- WORK TO BE COMPLETED -
How many lines in the rows below contain the string "chocolate"? Match case exactly, and reply with the number alone.

- INPUT -
____________________
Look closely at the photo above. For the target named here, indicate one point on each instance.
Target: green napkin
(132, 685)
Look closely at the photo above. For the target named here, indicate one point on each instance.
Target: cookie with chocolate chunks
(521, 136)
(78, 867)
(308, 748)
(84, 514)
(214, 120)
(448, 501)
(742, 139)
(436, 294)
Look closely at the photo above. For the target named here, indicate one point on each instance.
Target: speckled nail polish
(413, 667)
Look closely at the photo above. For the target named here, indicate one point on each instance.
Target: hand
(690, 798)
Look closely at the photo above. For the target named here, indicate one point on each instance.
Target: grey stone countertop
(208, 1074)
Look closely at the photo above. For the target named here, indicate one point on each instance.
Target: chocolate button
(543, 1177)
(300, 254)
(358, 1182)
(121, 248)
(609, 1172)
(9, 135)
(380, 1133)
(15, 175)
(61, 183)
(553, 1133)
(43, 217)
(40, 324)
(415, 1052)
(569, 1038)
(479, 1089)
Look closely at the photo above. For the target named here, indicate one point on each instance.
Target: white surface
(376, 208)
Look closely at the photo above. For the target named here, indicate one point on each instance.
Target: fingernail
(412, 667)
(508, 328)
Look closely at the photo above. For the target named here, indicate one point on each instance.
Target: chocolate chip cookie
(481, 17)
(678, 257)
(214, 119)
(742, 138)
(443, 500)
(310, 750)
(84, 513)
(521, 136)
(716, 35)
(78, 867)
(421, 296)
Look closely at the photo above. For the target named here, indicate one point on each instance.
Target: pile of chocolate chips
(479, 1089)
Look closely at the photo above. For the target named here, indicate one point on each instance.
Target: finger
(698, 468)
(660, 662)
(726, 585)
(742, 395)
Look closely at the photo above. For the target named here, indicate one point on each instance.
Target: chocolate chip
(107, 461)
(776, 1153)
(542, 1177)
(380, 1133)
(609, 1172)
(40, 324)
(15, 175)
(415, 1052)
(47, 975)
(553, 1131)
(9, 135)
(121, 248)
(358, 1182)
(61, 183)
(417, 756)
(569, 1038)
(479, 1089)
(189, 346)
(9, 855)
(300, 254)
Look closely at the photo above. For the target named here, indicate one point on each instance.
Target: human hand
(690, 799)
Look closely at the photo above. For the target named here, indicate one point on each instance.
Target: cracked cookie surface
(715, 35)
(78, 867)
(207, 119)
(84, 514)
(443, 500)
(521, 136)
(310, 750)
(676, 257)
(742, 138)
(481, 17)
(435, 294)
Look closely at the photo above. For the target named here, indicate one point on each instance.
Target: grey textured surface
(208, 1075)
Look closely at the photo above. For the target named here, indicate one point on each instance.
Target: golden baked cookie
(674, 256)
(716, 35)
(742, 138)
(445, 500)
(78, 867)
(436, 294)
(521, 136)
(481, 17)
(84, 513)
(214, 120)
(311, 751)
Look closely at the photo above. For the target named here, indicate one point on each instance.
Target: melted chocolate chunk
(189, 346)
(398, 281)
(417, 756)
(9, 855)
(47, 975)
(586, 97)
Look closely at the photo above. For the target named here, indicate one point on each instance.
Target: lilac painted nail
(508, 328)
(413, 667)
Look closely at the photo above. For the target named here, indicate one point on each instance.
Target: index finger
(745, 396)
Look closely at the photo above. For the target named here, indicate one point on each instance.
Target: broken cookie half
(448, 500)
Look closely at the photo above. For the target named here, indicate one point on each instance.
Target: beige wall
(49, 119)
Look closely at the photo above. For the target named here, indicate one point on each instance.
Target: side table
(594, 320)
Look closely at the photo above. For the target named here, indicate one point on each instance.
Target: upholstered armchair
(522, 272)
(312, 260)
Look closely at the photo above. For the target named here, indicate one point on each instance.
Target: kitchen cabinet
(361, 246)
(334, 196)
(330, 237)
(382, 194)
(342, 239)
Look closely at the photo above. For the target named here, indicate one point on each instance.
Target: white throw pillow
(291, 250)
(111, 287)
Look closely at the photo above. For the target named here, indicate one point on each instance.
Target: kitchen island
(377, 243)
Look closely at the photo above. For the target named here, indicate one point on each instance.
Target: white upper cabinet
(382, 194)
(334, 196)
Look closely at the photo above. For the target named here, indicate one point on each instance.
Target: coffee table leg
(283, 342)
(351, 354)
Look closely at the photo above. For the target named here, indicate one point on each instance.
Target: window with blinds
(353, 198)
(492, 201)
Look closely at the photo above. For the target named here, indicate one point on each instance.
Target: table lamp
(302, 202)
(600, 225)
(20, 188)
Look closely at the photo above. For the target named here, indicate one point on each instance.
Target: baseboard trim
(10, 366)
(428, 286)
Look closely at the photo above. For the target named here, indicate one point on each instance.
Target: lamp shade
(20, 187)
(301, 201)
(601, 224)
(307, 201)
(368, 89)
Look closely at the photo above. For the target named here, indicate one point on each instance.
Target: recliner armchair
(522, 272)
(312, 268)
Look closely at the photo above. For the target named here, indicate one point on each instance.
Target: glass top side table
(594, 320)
____________________
- EXERCISE ANSWER -
6